### GIVEN INSTRUCTION
Repeat every line below exactly, word for word.
__________
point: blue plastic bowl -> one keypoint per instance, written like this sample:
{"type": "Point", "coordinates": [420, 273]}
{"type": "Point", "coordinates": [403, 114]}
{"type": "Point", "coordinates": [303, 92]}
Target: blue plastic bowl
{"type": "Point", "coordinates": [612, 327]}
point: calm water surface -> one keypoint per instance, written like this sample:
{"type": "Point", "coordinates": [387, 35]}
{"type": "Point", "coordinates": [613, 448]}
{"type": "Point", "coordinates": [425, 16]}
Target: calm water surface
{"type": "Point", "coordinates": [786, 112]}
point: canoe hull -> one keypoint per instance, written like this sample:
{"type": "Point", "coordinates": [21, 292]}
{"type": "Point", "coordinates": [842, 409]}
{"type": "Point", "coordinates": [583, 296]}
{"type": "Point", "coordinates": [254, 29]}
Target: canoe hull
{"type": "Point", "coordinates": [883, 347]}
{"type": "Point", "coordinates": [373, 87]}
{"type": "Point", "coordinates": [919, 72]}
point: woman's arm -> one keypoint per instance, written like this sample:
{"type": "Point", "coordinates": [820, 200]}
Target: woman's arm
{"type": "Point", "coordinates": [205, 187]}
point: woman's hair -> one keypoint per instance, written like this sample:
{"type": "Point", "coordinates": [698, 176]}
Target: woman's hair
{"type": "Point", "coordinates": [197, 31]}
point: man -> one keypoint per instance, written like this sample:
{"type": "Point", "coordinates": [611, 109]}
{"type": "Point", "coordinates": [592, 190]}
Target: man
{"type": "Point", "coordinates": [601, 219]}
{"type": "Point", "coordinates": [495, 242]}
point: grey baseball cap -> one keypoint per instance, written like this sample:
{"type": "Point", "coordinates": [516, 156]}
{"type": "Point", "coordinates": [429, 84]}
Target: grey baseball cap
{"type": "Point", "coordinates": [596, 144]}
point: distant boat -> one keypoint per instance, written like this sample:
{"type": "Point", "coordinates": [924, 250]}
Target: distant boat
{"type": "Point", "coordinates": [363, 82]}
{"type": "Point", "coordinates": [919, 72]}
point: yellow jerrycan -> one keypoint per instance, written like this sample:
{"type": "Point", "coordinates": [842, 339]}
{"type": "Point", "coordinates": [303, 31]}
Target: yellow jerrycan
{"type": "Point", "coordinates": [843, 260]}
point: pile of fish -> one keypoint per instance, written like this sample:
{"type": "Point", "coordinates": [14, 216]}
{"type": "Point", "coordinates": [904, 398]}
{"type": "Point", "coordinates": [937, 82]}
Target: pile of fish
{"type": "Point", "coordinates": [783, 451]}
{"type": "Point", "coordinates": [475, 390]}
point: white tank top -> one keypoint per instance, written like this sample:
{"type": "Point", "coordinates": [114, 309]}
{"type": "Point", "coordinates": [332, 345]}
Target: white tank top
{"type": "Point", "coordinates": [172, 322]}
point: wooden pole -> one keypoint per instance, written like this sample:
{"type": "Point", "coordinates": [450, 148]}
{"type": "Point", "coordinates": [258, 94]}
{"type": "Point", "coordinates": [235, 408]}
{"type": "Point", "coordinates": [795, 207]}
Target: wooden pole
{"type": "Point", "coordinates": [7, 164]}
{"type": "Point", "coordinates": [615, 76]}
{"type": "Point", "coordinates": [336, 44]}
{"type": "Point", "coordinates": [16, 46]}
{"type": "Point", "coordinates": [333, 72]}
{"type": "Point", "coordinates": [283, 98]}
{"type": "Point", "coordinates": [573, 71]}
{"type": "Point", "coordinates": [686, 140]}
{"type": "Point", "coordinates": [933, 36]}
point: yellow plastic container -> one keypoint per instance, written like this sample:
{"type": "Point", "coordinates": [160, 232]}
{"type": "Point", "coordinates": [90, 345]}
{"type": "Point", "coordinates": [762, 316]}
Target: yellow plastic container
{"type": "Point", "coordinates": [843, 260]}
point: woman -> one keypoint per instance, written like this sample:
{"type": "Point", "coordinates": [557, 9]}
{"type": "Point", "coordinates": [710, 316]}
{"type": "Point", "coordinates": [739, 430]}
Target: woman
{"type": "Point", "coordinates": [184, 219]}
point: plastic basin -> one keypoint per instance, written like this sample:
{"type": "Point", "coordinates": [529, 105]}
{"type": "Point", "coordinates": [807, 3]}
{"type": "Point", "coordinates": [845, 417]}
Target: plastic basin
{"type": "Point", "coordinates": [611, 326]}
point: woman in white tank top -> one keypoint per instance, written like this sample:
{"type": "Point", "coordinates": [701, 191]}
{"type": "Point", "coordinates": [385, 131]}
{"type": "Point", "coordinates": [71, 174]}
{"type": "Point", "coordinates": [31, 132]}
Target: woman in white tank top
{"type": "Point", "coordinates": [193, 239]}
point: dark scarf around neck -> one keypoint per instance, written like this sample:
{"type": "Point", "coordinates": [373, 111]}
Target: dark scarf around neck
__________
### FULL RESPONSE
point: blue plastic bowl -> one keypoint per instance, written like this sample:
{"type": "Point", "coordinates": [420, 273]}
{"type": "Point", "coordinates": [403, 114]}
{"type": "Point", "coordinates": [303, 92]}
Target: blue plastic bowl
{"type": "Point", "coordinates": [612, 327]}
point: calm water surface -> one keypoint per instance, written like this sample:
{"type": "Point", "coordinates": [387, 35]}
{"type": "Point", "coordinates": [613, 448]}
{"type": "Point", "coordinates": [425, 16]}
Target: calm water surface
{"type": "Point", "coordinates": [786, 112]}
point: canoe hull -> one keypoint per instance, written like this sample:
{"type": "Point", "coordinates": [21, 292]}
{"type": "Point", "coordinates": [842, 409]}
{"type": "Point", "coordinates": [583, 296]}
{"type": "Point", "coordinates": [254, 29]}
Target: canoe hull
{"type": "Point", "coordinates": [883, 347]}
{"type": "Point", "coordinates": [373, 87]}
{"type": "Point", "coordinates": [919, 72]}
point: woman's arm -> one keypoint per instance, written like this sample:
{"type": "Point", "coordinates": [820, 200]}
Target: woman's arm
{"type": "Point", "coordinates": [205, 187]}
point: woman's hair -> one keypoint per instance, written like this sample:
{"type": "Point", "coordinates": [698, 176]}
Target: woman's hair
{"type": "Point", "coordinates": [197, 31]}
point: man -> one keypoint per instance, written like this sample:
{"type": "Point", "coordinates": [611, 109]}
{"type": "Point", "coordinates": [592, 190]}
Target: man
{"type": "Point", "coordinates": [601, 219]}
{"type": "Point", "coordinates": [495, 242]}
point: grey baseball cap -> one keypoint per instance, written like this sample:
{"type": "Point", "coordinates": [516, 156]}
{"type": "Point", "coordinates": [429, 84]}
Target: grey baseball cap
{"type": "Point", "coordinates": [596, 144]}
point: distant boat -> one keypoint per instance, written like this sample:
{"type": "Point", "coordinates": [924, 250]}
Target: distant boat
{"type": "Point", "coordinates": [363, 82]}
{"type": "Point", "coordinates": [919, 72]}
point: yellow jerrycan -> one keypoint per instance, written like this sample:
{"type": "Point", "coordinates": [842, 339]}
{"type": "Point", "coordinates": [303, 31]}
Target: yellow jerrycan
{"type": "Point", "coordinates": [843, 260]}
point: pile of fish -> one keypoint per instance, written like this sample:
{"type": "Point", "coordinates": [14, 216]}
{"type": "Point", "coordinates": [904, 398]}
{"type": "Point", "coordinates": [937, 82]}
Target: pile of fish
{"type": "Point", "coordinates": [783, 451]}
{"type": "Point", "coordinates": [475, 390]}
point: white tank top -> one keypoint per instance, written like this sample:
{"type": "Point", "coordinates": [114, 309]}
{"type": "Point", "coordinates": [332, 345]}
Target: white tank top
{"type": "Point", "coordinates": [172, 322]}
point: wooden pole -> one keypoint per instance, written like this sample:
{"type": "Point", "coordinates": [450, 148]}
{"type": "Point", "coordinates": [258, 94]}
{"type": "Point", "coordinates": [235, 408]}
{"type": "Point", "coordinates": [795, 207]}
Target: wooden pole
{"type": "Point", "coordinates": [7, 164]}
{"type": "Point", "coordinates": [615, 76]}
{"type": "Point", "coordinates": [336, 44]}
{"type": "Point", "coordinates": [16, 46]}
{"type": "Point", "coordinates": [333, 72]}
{"type": "Point", "coordinates": [283, 98]}
{"type": "Point", "coordinates": [573, 71]}
{"type": "Point", "coordinates": [686, 140]}
{"type": "Point", "coordinates": [933, 36]}
point: yellow plastic container -> one keypoint per instance, written like this sample:
{"type": "Point", "coordinates": [160, 232]}
{"type": "Point", "coordinates": [90, 345]}
{"type": "Point", "coordinates": [762, 316]}
Target: yellow plastic container
{"type": "Point", "coordinates": [843, 260]}
point: woman -> one keypoint per instance, written like this sample:
{"type": "Point", "coordinates": [557, 9]}
{"type": "Point", "coordinates": [710, 316]}
{"type": "Point", "coordinates": [739, 430]}
Target: woman
{"type": "Point", "coordinates": [184, 219]}
point: plastic basin -> one keypoint per instance, written like this sample:
{"type": "Point", "coordinates": [529, 105]}
{"type": "Point", "coordinates": [807, 3]}
{"type": "Point", "coordinates": [845, 417]}
Target: plastic basin
{"type": "Point", "coordinates": [611, 326]}
point: woman in white tank top -> one keypoint per instance, written like this sample:
{"type": "Point", "coordinates": [701, 191]}
{"type": "Point", "coordinates": [385, 131]}
{"type": "Point", "coordinates": [71, 174]}
{"type": "Point", "coordinates": [31, 132]}
Target: woman in white tank top
{"type": "Point", "coordinates": [193, 239]}
point: dark scarf around neck -> one keypoint per instance, written like this sample:
{"type": "Point", "coordinates": [373, 111]}
Target: dark scarf around neck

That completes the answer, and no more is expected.